It is, true, however, that there was a rumor that Salieri killed Mozart. This was primarily because Mozart believed he was being poisoned, because a "man in grey" came to him anonymously commissioning "Mass for the Dead" (The Requiem)...although Mozart didn't believe him to be like his father...and that Salieri confessed to murdering Mozart. However, the confessions didn't come till many years later, when Salieri was in an asylum and utterly insane.
Historians believe that chances are slim that Salieri actually killed Mozart. Salieri was not a close friend of Mozart's in any way. (If Mozart had been poisoned, only someone close to him would have had the opportunity to continually feed him poison.) In fact, historians now believe that Mozart died from an attack of rheumatic fever--something he had suffered frequently with as a child.
Therefore, the famous rivalry between these two 18th century composers more than likely never existed.
For more information on the fact and myth aspect of this "rivalry," visit "Amadeus: Fact & Fiction:" http://members.tripod.com/~wamozart/amadeus.html
and "Some Remarks on Amadeus:"
http://www.musicolog.com/m_amadeus_about.asp
For other rivalries between composers, visit:
http://media9.fastclick.net/w/safepop.cgi?mid=15366&sid=2131&id=97814&geo=279268203&len=76&u=http%3A%2F%2Fwww.web-helper.net%2FPDMusic%2FArticles%2F101910%2Farticle3.asp&c=13
2. Dr. Denton Cooley and Dr. Michael DeBakey
In 1966, Dr. Michael DeBakey successfully implanted a partial artificial heart. Three years later, a total artificial heart was implanted in a patient by Dr. Denton Cooley, mentor of DeBakey. This surgery was not without controversy, largely because the implant patient died and his widow spoke out against the unnatural and unconscious state of her husband after the surgery. Cooley had performed the operation without permission from DeBakey, and--upsetting DeBakey even more--without permission from any regulatory body. This attitude of defiance could have given heart transplants such a bad name, the science could have been lost forever...or so DeBakey apparently felt. Cooley soon resigned from the hospital at which he'd been practicing. In the end, however, without DeBakey's careful research and surgery, and without Cooley's more hurried approach, heart transplants might not be as advanced as they are today.
3. Maria Callas and Renata Tabaldi
In the history of opera, there perhaps was never a rivalry so discussed as that between Renata Tabaldi and Maria Callas. The two singers seemed to be at the opposite end of the spectrum in so many ways. Callas was trying to revolutionize opera; Tabaldi sang in a traditional style. Callas spoke her mind and could be harsh and blunt; Tabaldi smiled sweetly. Callas was something of the woman of the world, while Tabaldi was portrayed in the press as a homely "good girl." Callas was reported to have told her mother to jump out the window if she couldn't earn enough to support herself; Tabaldi seriously considered becoming a nun after her mother died. The two battled over who would perform rival roles--and who performed them best--all throughout their careers. In a much publicized incident, Tabaldi admirers even held Callas responsible for Renata's removal from La Scala. But, in the end, the two managed to work together again--this time in concert...and even producing a recording of this notable event, late in the life of their careers.

**WORK ITEM:** Extend the article on famous rivalries, picking up right after its last sentence.

**GIVEN MATERIAL:**

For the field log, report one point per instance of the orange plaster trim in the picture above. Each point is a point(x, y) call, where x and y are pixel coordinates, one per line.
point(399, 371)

**ANSWER SECTION:**
4. Joan Fontaine and Olivia de Havilland
These two actresses, both considered great in their Hollywood heydays, were not only sisters, but bitter rivals. Perhaps it all began when the two were in grade school, and Olivia instructed Joan never to speak to her in front of her friends. But the first major affair publicized about the two sisters' rivalry occurred in 1941, when they were both nominated for best actress Academy Awards. Joan won, and was the youngest actress to be given the award at the time. When Olivia won her first Academy Award in 1947, her sister Joan perhaps was more gracious; she congratulated Olivia--but received only disdain from her sister. The incident was caught in a photograph and soon all the world knew of the incident. Yet whatever their rivalries, they were still sisters. Joan helped Olivia financially during hard times, and Olivia sat beside Joan's bed when her sister grew gravely ill.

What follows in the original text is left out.